Exercise details >> Please reproduce the entries that follow without a single difference.

Extracted records >>
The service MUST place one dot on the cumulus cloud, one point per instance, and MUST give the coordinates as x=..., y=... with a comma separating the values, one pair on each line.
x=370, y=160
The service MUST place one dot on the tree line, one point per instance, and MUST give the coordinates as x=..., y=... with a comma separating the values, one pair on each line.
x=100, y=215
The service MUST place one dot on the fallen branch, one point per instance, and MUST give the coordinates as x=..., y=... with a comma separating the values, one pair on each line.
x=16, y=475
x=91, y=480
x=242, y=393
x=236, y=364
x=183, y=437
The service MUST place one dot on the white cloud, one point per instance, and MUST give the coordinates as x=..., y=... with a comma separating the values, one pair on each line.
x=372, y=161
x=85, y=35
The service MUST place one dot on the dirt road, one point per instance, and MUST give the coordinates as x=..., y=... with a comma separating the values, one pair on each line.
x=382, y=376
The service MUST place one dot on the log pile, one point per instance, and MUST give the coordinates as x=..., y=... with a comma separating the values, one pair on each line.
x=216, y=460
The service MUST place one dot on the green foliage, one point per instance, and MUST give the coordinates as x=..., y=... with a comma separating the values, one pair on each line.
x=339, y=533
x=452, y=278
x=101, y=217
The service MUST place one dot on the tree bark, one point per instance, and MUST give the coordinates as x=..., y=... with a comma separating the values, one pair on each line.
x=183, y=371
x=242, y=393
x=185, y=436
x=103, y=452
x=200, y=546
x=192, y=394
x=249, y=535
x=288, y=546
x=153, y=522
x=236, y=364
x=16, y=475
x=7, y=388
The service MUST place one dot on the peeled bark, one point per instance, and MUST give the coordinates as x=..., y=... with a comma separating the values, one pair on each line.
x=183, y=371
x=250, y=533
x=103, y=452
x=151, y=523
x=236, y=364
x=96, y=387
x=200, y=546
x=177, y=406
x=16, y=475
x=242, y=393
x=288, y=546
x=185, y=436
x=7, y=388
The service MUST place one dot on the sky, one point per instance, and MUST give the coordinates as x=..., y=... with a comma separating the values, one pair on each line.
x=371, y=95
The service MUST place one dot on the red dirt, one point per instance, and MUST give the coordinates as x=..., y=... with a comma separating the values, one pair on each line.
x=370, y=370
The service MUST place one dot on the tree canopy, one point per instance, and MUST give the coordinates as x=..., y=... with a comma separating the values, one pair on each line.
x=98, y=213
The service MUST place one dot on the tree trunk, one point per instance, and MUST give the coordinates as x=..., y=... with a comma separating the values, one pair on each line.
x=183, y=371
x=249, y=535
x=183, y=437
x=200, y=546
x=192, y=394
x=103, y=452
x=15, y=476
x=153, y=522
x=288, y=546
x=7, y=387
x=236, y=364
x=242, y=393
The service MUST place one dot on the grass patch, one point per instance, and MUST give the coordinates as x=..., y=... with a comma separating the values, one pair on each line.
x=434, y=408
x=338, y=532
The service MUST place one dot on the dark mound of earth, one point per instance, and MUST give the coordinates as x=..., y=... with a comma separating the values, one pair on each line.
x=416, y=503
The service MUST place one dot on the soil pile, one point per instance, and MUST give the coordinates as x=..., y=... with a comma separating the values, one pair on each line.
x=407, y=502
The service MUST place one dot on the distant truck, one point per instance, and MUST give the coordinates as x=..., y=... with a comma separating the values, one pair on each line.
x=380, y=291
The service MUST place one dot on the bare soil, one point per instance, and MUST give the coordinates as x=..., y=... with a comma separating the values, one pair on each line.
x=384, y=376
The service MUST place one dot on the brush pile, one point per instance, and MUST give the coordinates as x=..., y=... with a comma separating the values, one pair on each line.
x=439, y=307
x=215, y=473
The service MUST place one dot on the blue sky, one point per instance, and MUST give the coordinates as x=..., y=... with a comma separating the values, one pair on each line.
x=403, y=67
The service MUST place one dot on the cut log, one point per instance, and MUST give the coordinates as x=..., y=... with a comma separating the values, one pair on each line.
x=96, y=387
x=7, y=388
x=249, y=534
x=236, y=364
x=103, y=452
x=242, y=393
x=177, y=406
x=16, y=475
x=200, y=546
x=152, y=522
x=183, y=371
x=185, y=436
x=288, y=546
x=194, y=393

Your solution >>
The service MUST place one dot on the cumulus cloud, one point per instance, and MUST give the coordinates as x=..., y=... with a comma separating the values, one pair on each line.
x=370, y=160
The service MUST place one dot on the tree line, one point per instance, and MUST give the coordinates as x=..., y=... with a comma separating the values, one pair on each line.
x=100, y=215
The service MUST place one dot on the fallen branch, one point per instance, and MUST give the coordinates as x=..., y=... with a comma separating the values, one pair on each line.
x=16, y=475
x=91, y=480
x=242, y=393
x=236, y=364
x=183, y=437
The service MUST place one dot on the white cloud, one point per instance, and MUST give the coordinates as x=..., y=... with a comma separating the values, one pair on each line.
x=372, y=161
x=85, y=35
The service MUST place one dot on the dirt road, one point per instance, and MUST give the coordinates as x=..., y=... with a comma separating the values, one pair on each line.
x=382, y=376
The service MUST place one dot on the log pile, one point per instance, and MUST give the coordinates as x=..., y=... with a comma separating the values, one pair on each line.
x=216, y=460
The service MUST place one dot on the green foliage, one point per instance, and MUST give the coordinates as x=..., y=... with a comma separating the values, one pair on each line.
x=339, y=533
x=452, y=278
x=101, y=217
The service MUST place one dot on the tree bark, one point per instance, and MUST give the coordinates as x=..., y=... with a comma separating the values, one pair on each line.
x=183, y=371
x=242, y=393
x=185, y=436
x=103, y=452
x=200, y=546
x=192, y=394
x=249, y=535
x=288, y=546
x=153, y=522
x=236, y=364
x=16, y=475
x=7, y=388
The service MUST place one dot on the peeled bark, one point per instance, and MUST give the coordinates as x=..., y=... with a comma separating the values, one pair on each line.
x=183, y=371
x=250, y=533
x=103, y=452
x=151, y=523
x=236, y=364
x=96, y=387
x=200, y=546
x=177, y=406
x=16, y=475
x=242, y=393
x=288, y=546
x=185, y=436
x=7, y=388
The service MUST place one dot on the sky, one point per instance, and MUST give the coordinates as x=..., y=... with a comma separating the values, one pair on each line.
x=371, y=95
The service MUST place one dot on the red dirt, one point per instance, and MUST give the coordinates as x=..., y=... with a comma separating the values, one pair on each line.
x=370, y=370
The service MUST place one dot on the tree canopy, one point per instance, and MUST give the coordinates as x=..., y=... with a comma separating the values, one pair on each line.
x=98, y=213
The service MUST place one dot on the tree trunk, one point per instance, and MUST give the coordinates as x=..., y=... with a comma separating the values, one pair on each line.
x=183, y=371
x=249, y=535
x=183, y=437
x=200, y=546
x=192, y=394
x=103, y=452
x=15, y=476
x=153, y=522
x=288, y=546
x=7, y=387
x=236, y=364
x=242, y=393
The service MUST place one dot on the grass patch, one point per instance, and MUST give the coordinates as x=..., y=... with a comma separating the values, one pair on each line.
x=434, y=408
x=338, y=532
The service MUST place one dot on the dark mound of earth, one point per instance, and MUST give the coordinates as x=..., y=... with a comma separating the values, one pair on each line.
x=416, y=503
The service MUST place one dot on the soil pile, one point per instance, and MUST give the coordinates as x=..., y=... with a comma separating the values, one pair on each line.
x=407, y=502
The service MUST place one dot on the distant truck, one point per instance, and MUST give the coordinates as x=..., y=... with a comma separating the values, one pair on each line.
x=380, y=291
The service MUST place one dot on the bare soil, one point per instance, and MUST give the coordinates as x=..., y=... with a comma separating the values, one pair on each line.
x=384, y=376
The service MUST place one dot on the brush pile, one point per instance, and MUST give the coordinates as x=..., y=... with a comma separating the values, one pair on each line.
x=439, y=307
x=215, y=473
The service MUST place one dot on the blue sky, one point per instance, and MUST give the coordinates as x=..., y=... with a comma separating the values, one pair on each line.
x=403, y=67
The service MUST place one dot on the cut log, one point per instance, and MUST give the coordinates as x=..., y=... with a comma separating the values, one pair on each line.
x=96, y=387
x=7, y=388
x=249, y=534
x=236, y=364
x=103, y=452
x=242, y=393
x=177, y=406
x=16, y=475
x=200, y=546
x=152, y=522
x=183, y=371
x=185, y=436
x=288, y=546
x=194, y=393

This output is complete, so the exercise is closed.